There is nothing like working in a congenial, welcoming, inclusive, safe environment, especially in a diverse, multicultural setting. People want to work in a collaborative, supportive atmosphere where personal and professional growth is enjoyed and differences are appreciated. As an employer, you can create such an ideal climate by incorporating cultural awareness in the workplace, which will improve diversity, productivity, creativity, and morale.
Conflicts and misunderstandings at work can happen at times because people are heterogeneous – they come from different cultural backgrounds and thus, have different ideas or viewpoints about people and the world.
To make things more complicated, cultural differences include not only ethnicity, but also generational or age gaps, gender, education, family background, religious affiliation, time orientation, work ethics, and more. Within one’s ethnic culture, differences also exist such as language, ways of doing things, learning, and interacting.
All these differences contribute to workplace diversity, the fuel that energizes an inclusive organization like yours toward success, but they can also lead to your company’s doom if workplace diversity issues, such as discrimination and harassment, are allowed to seep in, pester, and destroy one of your firm’s foundational pillars: your people.
People differ in the way they think and behave. Some are not as sensitive to, or may lack understanding, of other cultures – so much so that they may hurt others through their words and actions, whether intentional or not. Diversity cannot thrive in the soil of alienation, bias, offense, and low morale.
Your company may be committed to diversity, and you can have your diversity programs in place with the help of your HR and Diversity teams, but how can you be sure each employee embraces diversity and respects individual and cultural differences?
How can the values of diversity and inclusion become a lived-experience for each person on your staff, from the entry-level talent to your top executives? Have you also deeply reflected on your own cultural biases?
The solution to these challenges lies in cultural awareness. Cultural awareness is not assuming that people are generally the same everywhere. It is not assuming that people from the same race or ethnicity share the same culture, ideas, interests, or values. It is also not assigning meaning to others’ reality through the lens of your own culture.
Cultural awareness recognizes people are different because they are shaped and informed by their respective cultural values, ideas and beliefs. They see, interpret, and evaluate others and the world differently. Through cultural awareness, one becomes more sensitive to others feelings and perspectives and becomes more careful not to offend through careless or hurtful words and actions just because someone is different.
The cultivation of cultural awareness in the workplace leads to inner transformation in each employee as an understanding of and appreciation for each others’ differences develops and grows. Therefore, it is essential to include a training program for cultural awareness in your company’s diversity initiatives.

Task A: Pull out every line in the records below that contains the string "window".

[Point labels for objects]
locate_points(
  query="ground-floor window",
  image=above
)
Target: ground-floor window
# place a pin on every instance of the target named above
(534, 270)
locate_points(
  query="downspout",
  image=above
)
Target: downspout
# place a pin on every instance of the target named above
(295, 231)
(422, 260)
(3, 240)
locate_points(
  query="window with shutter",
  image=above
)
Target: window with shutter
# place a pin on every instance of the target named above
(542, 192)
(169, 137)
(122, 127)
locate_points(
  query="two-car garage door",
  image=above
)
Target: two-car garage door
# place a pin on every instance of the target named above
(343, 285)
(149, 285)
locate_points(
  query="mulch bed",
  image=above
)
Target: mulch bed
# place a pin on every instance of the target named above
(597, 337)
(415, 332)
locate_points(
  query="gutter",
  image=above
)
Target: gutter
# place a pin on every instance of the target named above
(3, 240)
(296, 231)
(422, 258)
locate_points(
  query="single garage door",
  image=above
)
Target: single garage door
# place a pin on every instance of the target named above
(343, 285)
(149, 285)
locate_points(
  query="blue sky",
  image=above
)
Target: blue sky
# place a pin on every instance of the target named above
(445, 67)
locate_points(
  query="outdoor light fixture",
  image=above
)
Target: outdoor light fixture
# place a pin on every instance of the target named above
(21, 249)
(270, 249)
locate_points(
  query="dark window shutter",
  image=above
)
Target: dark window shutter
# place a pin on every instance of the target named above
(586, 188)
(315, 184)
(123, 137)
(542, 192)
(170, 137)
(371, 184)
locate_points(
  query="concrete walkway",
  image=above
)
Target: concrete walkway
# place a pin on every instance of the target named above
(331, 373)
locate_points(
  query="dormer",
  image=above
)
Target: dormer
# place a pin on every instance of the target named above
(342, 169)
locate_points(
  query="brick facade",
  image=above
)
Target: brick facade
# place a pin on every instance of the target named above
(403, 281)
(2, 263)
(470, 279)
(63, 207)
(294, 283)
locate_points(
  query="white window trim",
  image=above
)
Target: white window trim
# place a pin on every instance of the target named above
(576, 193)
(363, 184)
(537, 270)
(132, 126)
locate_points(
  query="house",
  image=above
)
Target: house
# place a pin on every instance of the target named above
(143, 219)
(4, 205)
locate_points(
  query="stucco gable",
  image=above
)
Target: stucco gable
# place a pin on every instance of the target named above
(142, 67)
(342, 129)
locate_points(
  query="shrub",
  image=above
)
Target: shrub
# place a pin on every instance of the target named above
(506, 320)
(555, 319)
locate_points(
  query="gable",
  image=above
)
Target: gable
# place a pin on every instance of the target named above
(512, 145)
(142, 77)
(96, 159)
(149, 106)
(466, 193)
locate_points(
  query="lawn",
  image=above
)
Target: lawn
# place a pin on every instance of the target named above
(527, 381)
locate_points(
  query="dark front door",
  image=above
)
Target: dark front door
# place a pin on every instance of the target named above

Task B:
In the cultural awareness text above:
(i) Which two workplace diversity issues does it name?
(ii) According to it, why are people different?
(iii) What does it say is essential to include in a company's diversity initiatives?

Final answer A:
  query="ground-floor window",
Target: ground-floor window
  query="window with shutter",
Target: window with shutter
  query="dark window shutter",
Target: dark window shutter
  query="white window trim",
Target: white window trim

Final answer B:
(i) Discrimination and harassment.
(ii) They are shaped and informed by their respective cultural values, ideas and beliefs.
(iii) A training program for cultural awareness.